Все, таким образом, заканчивается к общему благополучию, но зрители чувствуют, что могло случиться и нечто как раз противоположное. Вследствие каприза отца дочь могла быть несчастной на всю жизнь, как это и бывает в большинстве подобных случаев.

Подобно комедии Грибоедова, «Обломову» Гончарова и многим другим прекрасным произведениям русской литературы, эта комедия Островского имеет такую типически русскую оболочку, что легко проглядеть ее широкое общечеловеческое значение. Комедия кажется типически «московской», но измените имена и обычаи, измените некоторые детали, перенесите действие в высший или низший класс общества; поставьте вместо пьяницы Любима Торцова бедного родственника или честного друга, сохранившего здравый смысл, - и мораль комедии может быть приложена к любой нации и к любому классу общества. Она глубоко человечна. Этим и объясняется ее громадный успех: в течение пятидесяти лет она не сходит с русской сцены. Я не имею при этом в виду нелепого, преувеличенного энтузиазма, с которым комедия была встречена так называемыми народниками, в особенности славянофилами, видевшими в Любиме Торцове олицетворение чисто русской души, даже в глубоком падении сияющей добродетелями, до которых не дойти гнилому Западу! Люди более рассудительные не заходили так далеко; но они понимали, какую массу удивительных наблюдений, почерпнутых из действительной жизни, представляла эта комедия и другие драматические произведения Островского. Руководящим журналом того времени был «Современник», и критик этого журнала Добролюбов посвятил обширные статьи анализу произведений Островского, причем впечатление, получаемое от них, он выразил в самом заглавии статьи: «Темное царство». Обзор темных сторон русской жизни, изображенных Островским, сделанный Добролюбовым, послужил могучим толчком в последующем интеллектуальном развитии русской молодежи.

### Условие задачи:
Выпишите дословно часть текста о комедии Островского: начните со слов «Все, таким образом, заканчивается» и остановитесь после слов «большинстве подобных случаев.».

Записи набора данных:
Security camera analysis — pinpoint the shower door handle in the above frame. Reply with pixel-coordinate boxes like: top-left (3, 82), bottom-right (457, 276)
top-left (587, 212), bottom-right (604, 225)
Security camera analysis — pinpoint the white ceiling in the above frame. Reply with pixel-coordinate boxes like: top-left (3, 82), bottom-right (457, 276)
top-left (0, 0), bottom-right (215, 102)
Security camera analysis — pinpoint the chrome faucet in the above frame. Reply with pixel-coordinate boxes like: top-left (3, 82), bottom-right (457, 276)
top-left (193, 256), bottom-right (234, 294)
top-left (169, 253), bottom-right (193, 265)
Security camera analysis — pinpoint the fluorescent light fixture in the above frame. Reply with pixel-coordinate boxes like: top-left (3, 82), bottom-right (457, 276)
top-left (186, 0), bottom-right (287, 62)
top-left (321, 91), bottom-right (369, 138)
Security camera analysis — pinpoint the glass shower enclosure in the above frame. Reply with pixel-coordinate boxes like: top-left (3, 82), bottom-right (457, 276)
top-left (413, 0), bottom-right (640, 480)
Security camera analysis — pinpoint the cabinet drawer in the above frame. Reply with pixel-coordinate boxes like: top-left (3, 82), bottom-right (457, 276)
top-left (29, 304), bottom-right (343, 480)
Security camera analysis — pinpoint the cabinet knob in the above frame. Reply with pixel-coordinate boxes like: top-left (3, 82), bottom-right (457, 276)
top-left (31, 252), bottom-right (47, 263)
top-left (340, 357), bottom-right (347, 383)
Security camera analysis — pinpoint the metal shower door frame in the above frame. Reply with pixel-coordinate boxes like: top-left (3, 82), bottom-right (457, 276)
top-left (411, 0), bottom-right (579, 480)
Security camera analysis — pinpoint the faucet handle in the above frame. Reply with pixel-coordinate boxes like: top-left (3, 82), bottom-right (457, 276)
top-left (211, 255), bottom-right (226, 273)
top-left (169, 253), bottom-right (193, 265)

### Результат упражнения:
Все, таким образом, заканчивается к общему благополучию, но зрители чувствуют, что могло случиться и нечто как раз противоположное. Вследствие каприза отца дочь могла быть несчастной на всю жизнь, как это и бывает в большинстве подобных случаев.